» DOCUMENT TEXT:
────
Where have I been, Reader??! Certainly not here, typing up nonsense. No sirree. I thought for a moment I'd just up and quit on myself, like that one time in my life when I was a vegetarian for something like four years, and then one day I just up and ate a hamburger, and that was the end of that. No warning, just out of the blue.
I thought this was going to be like that. But here I am, so it's not quite like that. This week, anyway.
It has been a fucked up February, Reader. Effed. Right On. Up.
I can't even get into it all, because this would be a three-days-to-read post, but let's just say that work made me cry because some of them are mean, then I got sick in my bosses million-dollar house on Superbowl Sunday, then I went to New York and stomped around that sloshy city without my arthritis pain-relieving medicine because I forgot it at home, so it was a very difficult time on my poor old broken-a-long-time-ago footsies, and in the most recent debacle, last Tuesday night on my way home after a very long night at Tiny Town, I met My Mister and another couple for dinner at our favorite Mexican place, and my car window got busted out and my work laptop and bag was stolen right out of the back, along with my notebook with all my notes from the New York trip, and all my archived emails. My Mister told me to look at it as a fresh start.
────
» DATA RECORDS:

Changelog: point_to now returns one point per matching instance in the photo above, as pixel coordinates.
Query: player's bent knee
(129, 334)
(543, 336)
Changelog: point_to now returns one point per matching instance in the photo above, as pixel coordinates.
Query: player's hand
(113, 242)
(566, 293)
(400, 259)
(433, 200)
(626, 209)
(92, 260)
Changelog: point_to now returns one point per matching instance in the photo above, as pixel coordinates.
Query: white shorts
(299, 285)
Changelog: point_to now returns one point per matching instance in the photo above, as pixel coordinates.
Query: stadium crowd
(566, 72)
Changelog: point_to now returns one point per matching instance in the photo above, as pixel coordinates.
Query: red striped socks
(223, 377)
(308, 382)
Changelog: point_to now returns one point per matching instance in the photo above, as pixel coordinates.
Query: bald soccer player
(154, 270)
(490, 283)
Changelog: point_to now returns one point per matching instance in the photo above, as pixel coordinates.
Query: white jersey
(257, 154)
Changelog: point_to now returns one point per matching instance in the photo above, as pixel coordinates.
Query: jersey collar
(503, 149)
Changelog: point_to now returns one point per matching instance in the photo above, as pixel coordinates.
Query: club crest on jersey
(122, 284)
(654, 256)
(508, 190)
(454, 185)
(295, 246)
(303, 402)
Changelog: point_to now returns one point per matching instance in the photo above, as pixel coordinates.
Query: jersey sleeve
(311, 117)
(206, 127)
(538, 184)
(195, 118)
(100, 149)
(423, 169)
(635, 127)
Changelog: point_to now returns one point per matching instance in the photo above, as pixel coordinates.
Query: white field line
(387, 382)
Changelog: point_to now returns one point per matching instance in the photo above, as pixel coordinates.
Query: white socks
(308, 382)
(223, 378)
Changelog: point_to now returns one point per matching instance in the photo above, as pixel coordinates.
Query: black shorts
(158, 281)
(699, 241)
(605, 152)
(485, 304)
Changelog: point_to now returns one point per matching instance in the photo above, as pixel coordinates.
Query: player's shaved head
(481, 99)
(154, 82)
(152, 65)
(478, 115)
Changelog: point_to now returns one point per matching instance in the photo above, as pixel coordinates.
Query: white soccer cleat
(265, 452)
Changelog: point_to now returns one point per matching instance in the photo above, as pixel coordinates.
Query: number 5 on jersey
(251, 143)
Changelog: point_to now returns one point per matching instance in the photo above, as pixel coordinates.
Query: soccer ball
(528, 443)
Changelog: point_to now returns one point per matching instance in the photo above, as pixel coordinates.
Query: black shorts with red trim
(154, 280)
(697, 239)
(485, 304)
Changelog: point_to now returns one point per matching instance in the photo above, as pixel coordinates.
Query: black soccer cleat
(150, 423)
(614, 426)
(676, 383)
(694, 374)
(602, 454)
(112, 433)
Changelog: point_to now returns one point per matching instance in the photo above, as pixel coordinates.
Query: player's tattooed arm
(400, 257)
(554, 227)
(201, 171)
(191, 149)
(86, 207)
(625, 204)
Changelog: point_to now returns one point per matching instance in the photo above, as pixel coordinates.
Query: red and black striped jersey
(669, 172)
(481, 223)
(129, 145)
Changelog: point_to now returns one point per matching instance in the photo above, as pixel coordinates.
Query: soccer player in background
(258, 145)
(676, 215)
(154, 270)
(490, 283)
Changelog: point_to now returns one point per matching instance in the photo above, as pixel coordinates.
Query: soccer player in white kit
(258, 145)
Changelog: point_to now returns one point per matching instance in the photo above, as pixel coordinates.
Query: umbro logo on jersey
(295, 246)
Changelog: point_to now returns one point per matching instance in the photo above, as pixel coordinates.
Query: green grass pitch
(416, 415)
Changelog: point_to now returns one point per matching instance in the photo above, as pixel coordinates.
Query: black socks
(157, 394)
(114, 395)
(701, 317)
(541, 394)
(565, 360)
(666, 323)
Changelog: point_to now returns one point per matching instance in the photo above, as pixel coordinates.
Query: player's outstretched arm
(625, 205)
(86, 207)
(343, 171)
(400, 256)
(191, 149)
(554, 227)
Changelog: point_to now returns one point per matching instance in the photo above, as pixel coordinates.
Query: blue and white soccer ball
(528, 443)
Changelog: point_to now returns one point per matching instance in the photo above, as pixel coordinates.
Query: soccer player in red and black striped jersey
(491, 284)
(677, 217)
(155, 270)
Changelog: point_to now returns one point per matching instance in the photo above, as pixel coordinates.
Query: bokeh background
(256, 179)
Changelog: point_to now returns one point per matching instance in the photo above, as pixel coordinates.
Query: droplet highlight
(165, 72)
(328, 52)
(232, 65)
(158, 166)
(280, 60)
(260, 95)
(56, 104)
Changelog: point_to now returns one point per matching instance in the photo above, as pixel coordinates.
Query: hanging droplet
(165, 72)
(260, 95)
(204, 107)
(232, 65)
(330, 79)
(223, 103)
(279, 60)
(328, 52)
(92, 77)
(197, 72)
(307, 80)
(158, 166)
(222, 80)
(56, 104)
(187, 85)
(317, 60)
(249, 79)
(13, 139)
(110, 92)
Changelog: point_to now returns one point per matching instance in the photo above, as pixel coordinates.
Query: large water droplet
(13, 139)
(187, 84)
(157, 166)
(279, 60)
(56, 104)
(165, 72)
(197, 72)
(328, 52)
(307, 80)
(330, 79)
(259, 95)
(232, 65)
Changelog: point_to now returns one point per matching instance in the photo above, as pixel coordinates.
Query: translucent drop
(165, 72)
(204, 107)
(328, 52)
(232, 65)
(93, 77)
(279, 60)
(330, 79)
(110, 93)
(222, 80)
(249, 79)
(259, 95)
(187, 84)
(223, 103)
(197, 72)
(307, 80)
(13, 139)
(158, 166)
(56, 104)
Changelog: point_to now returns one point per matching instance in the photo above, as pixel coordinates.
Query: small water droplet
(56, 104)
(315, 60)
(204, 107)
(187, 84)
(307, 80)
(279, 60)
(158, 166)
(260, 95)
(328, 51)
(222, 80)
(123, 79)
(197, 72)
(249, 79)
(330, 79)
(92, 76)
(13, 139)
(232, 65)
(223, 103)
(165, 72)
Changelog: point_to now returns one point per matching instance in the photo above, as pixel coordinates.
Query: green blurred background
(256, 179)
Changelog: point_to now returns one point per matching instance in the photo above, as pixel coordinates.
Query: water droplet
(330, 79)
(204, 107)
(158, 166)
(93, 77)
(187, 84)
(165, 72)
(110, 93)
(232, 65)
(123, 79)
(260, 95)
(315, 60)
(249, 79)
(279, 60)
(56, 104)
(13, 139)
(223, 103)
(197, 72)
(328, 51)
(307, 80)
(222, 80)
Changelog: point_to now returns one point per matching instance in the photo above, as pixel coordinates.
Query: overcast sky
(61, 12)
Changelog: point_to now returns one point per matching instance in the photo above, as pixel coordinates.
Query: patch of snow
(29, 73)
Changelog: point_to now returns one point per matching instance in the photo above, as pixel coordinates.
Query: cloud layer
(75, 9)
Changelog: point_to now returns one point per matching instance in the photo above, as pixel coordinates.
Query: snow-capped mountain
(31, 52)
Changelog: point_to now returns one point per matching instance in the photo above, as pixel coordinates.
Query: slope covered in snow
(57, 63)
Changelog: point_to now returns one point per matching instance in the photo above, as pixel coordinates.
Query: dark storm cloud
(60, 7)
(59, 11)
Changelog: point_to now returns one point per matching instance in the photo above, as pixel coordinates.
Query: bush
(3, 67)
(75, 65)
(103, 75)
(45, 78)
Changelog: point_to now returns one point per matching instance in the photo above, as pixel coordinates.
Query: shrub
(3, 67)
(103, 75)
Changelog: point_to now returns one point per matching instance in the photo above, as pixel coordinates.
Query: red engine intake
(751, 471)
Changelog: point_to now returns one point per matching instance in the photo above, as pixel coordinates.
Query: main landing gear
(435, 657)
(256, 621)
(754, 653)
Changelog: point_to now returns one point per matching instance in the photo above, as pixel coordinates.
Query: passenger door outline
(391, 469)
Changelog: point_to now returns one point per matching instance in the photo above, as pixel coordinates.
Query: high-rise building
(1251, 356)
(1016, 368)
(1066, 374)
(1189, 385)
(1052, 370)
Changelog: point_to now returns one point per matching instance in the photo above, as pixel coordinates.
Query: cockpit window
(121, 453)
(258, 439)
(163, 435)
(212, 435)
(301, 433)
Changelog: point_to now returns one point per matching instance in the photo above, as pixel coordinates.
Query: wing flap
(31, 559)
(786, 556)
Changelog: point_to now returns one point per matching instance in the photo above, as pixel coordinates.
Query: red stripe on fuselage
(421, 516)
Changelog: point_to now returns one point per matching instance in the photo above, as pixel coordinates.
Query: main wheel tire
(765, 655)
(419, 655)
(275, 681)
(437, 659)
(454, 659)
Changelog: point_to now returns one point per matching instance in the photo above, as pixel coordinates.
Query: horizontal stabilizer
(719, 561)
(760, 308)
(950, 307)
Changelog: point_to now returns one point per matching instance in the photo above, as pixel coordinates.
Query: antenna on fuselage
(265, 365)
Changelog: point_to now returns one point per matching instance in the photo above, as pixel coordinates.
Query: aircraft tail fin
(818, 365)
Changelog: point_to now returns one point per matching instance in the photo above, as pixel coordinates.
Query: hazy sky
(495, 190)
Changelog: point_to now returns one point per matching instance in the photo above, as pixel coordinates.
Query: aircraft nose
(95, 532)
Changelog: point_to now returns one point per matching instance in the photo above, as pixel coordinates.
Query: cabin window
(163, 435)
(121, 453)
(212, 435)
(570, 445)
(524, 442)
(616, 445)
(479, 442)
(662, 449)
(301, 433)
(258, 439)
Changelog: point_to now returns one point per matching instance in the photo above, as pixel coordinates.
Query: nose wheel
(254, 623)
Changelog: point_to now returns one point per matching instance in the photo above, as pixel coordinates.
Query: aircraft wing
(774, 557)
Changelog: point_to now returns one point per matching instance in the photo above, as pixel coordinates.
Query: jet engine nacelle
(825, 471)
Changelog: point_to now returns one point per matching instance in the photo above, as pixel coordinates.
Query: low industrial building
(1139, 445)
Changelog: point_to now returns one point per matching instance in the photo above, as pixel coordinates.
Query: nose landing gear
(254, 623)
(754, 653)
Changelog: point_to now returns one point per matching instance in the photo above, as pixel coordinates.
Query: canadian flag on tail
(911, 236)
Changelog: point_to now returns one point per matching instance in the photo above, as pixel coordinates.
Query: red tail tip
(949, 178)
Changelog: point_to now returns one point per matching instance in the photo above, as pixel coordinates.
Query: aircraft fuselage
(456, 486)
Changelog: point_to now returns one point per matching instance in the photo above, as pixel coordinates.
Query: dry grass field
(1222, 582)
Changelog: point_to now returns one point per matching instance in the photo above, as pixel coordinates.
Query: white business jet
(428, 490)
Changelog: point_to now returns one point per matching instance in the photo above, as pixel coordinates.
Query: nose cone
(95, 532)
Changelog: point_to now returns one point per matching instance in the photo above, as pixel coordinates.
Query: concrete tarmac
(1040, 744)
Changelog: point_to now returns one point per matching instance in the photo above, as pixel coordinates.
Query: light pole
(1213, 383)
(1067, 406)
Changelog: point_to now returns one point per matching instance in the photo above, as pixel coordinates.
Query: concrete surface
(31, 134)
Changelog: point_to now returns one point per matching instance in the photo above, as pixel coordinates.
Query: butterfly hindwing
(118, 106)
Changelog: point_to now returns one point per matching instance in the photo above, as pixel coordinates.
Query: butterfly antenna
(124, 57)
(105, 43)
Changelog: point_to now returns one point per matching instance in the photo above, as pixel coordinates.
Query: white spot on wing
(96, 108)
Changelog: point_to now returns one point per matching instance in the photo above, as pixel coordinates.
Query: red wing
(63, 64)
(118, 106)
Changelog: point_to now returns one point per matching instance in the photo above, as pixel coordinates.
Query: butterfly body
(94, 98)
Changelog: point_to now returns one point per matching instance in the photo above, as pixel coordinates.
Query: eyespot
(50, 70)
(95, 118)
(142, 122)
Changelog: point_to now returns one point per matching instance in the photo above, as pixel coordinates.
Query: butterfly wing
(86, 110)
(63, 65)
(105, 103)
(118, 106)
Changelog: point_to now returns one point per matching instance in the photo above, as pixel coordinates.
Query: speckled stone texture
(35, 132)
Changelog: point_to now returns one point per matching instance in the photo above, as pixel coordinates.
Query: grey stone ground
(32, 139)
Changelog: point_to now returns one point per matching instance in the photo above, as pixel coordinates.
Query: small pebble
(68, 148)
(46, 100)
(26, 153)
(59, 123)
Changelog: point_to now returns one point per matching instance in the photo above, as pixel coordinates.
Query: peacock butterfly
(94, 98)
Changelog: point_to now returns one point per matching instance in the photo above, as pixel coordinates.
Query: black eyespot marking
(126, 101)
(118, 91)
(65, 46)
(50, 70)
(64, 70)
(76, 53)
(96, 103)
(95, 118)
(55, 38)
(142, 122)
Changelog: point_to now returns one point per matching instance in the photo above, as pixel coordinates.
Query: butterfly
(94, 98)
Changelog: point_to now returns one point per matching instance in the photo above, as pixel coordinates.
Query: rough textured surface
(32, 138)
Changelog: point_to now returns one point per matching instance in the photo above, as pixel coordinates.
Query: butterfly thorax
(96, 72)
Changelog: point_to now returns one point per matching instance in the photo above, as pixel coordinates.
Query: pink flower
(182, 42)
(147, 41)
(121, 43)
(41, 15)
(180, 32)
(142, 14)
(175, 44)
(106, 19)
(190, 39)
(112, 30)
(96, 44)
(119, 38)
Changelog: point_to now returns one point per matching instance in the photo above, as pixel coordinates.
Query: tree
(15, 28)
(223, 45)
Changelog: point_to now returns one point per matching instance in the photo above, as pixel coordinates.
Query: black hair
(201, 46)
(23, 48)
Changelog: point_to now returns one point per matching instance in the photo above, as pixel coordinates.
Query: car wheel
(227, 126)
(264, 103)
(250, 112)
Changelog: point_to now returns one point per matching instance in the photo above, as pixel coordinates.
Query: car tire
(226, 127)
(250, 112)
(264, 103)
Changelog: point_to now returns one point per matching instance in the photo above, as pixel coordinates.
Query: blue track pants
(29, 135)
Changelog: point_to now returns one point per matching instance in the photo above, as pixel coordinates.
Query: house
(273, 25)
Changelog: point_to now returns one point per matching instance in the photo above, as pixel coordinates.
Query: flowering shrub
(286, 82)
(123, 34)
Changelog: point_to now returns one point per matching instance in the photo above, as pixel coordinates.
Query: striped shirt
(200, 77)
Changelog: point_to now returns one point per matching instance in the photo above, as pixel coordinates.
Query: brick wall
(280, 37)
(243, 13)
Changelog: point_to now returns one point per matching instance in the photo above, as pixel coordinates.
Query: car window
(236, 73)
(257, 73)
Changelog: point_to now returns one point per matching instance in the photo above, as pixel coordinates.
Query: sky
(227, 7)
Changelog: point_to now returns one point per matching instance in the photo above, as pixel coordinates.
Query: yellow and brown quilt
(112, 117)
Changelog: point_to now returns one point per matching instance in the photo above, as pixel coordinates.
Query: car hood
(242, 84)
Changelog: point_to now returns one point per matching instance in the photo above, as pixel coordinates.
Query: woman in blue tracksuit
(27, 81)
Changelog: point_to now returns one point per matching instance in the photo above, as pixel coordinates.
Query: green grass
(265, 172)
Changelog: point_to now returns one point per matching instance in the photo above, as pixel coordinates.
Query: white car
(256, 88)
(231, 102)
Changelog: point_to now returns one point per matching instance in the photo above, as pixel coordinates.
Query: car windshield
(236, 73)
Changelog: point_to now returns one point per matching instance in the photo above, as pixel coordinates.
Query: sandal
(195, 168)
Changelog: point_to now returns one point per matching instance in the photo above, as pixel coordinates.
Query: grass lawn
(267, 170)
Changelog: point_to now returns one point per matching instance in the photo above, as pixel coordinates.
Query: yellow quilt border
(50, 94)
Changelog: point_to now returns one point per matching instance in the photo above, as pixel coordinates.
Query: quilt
────
» TO DO:
a – In the February blog post, what was taken from the back of the car?
b – According to the February blog post, why was the New York trip so hard on the writer's feet?
c – Pick up the February blog post right after its last sentence and keep writing in the same chatty voice.

» RESULTS IN ORDER:
a – The work laptop and bag, plus the notebook with all the New York trip notes and all the archived emails.

b – The writer forgot the arthritis pain-relieving medicine at home, so walking around the slushy city was painful on feet that were broken a long time ago.

c –
Whew, that was a long run-on sentence that kinda reminds me of this run-on month. And we've still got a week to go before this month is over, so who knows what the fuck is still to come. I'd get all cocky and say, "Bring it, Rest of the Month!" like I'm a badass and not afraid, but at this point it would come out sort of with a whimper, because I am a little bit afraid about what could happen next.
I figure I'll public fart and split my pants wide open during a presentation. Because why not.
So that's where I've been, kinda trying to hide a little bit and let this month stop trying to notice me. Stop looking at me, February! Nothing to see here, move along to some other victim!